## TEXTO PARA LEER:
Miré alrededor en busca de alguna mirada solidaria. Nada. No era la primera vez que pretendía que los hombres respetaran el espacio exclusivo que las mujeres tienen en el transporte público del D.F. desde 2008.
En mi experimento había enfrentado a hombres altos, bajos, gordos, flacos, imponentes, repulsivos, perfumados, sudorosos, adolescentes, adultos, en pareja, solos, gruñones, libidinosos, cínicos y avergonzados. Nunca entendí por qué mis compañeras de viaje no se unían a mi reclamo. Calladita te ves más bonita, dice el dicho popular.
Decidí bajarme en la siguiente estación. El gordo que se negaba a bajar del vagón ante mi reclamo salió corriendo por el andén, persiguiéndome.
– ¡A ver, qué me va a hacer, quiero ver qué me va a hacer, denúncieme!

## FRAGMENTOS DE REGISTROS:
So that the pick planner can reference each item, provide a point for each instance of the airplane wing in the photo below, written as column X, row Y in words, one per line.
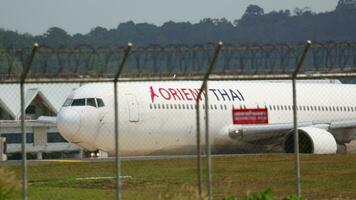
column 252, row 133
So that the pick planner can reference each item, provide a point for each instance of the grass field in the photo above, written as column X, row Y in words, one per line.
column 323, row 177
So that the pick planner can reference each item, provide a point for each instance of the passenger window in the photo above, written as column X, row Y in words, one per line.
column 68, row 102
column 100, row 103
column 78, row 102
column 91, row 102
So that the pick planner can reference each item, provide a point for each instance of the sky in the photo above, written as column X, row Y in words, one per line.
column 80, row 16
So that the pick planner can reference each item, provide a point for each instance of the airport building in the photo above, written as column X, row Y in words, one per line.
column 42, row 139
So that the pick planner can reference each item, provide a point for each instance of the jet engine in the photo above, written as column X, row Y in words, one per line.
column 312, row 140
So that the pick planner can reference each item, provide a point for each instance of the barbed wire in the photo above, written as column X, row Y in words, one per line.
column 242, row 59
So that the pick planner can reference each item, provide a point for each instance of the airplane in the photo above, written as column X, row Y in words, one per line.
column 156, row 118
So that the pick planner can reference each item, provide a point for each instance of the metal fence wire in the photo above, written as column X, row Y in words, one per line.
column 179, row 122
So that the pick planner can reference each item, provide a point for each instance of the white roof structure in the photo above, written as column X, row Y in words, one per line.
column 51, row 95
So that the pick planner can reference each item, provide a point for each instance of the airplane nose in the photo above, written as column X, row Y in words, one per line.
column 68, row 123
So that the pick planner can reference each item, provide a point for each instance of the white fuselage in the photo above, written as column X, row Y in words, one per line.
column 160, row 117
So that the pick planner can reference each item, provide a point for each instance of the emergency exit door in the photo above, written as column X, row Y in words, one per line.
column 132, row 107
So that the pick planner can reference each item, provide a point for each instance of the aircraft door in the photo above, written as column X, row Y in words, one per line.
column 132, row 108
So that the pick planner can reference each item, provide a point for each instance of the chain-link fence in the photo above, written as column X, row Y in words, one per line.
column 179, row 122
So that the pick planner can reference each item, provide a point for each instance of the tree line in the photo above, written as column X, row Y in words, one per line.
column 255, row 26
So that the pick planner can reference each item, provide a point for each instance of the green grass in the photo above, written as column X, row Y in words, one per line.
column 323, row 177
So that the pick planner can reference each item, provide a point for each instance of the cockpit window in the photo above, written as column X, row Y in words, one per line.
column 68, row 102
column 100, row 103
column 91, row 102
column 78, row 102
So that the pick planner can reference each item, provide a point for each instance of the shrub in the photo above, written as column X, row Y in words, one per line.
column 8, row 184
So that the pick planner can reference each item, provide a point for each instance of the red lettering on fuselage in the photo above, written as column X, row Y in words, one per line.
column 188, row 94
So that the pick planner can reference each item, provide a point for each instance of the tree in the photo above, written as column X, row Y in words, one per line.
column 57, row 37
column 254, row 10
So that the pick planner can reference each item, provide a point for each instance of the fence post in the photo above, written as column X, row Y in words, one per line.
column 117, row 152
column 204, row 87
column 295, row 120
column 26, row 69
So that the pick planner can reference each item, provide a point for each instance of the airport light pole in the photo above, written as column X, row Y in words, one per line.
column 295, row 120
column 204, row 87
column 26, row 69
column 117, row 145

## TAREAS DEL EJERCICIO:
1) Responde estas preguntas sobre el relato del vagón para mujeres:
(a) ¿Desde qué año existe el espacio exclusivo para mujeres en el transporte público del D.F.?
(b) ¿Qué dicho popular se cita?
(c) ¿En qué estación decide bajarse quien narra?
2) Resume en dos oraciones el relato del vagón para mujeres.
3) Continúa el relato del vagón para mujeres a partir de su última frase.
Los registros no guardan ninguna relación con el texto.

## RESPUESTAS DEL EJERCICIO:
1)
(a) Desde 2008.
(b) "Calladita te ves más bonita".
(c) En la siguiente estación.

2) Quien narra intenta que los hombres respeten el espacio exclusivo para mujeres en el transporte público del D.F., vigente desde 2008, pero sus compañeras de viaje nunca se unen a su reclamo. Al bajarse en la siguiente estación, un hombre gordo que se había negado a salir del vagón corre por el andén en su persecución y le grita que lo denuncie.

3)
Yo caminaba de prisa buscando un policía hasta que lo encontré: era mujer y no estaba armada. Apresuradamente le conté lo sucedido, el hombre estaba cada vez más cerca. Con cada insulto parecía que descargaba en mí todo su odio hacia el género femenino. La policía tuvo miedo, me dijo que no me alejara de ella, cómo se me ocurría enfrentarme a un desconocido, ella no tenía arma, poco podía hacer y él sí podía hacernos daño. No fue la reacción más tranquilizadora del mundo.
–Ahora me quieren decir qué tengo que hacer, a mí nadie me baja del vagón, yo puedo subirme donde me dé la gana…
Un grupo de mujeres empezó a rodearnos. Una de ellas me abrazó. El hombre finalmente subió al siguiente metrobús. Pasó media hora más antes de que me atreviera a subirme a otro vagón.
Para entonces, Gabriela ya había abierto Atrévete DF. Así que al enviar mi testimonio recibí un “¡Gracias por compartir! Tu historia ayuda a terminar con el acoso en las calles”.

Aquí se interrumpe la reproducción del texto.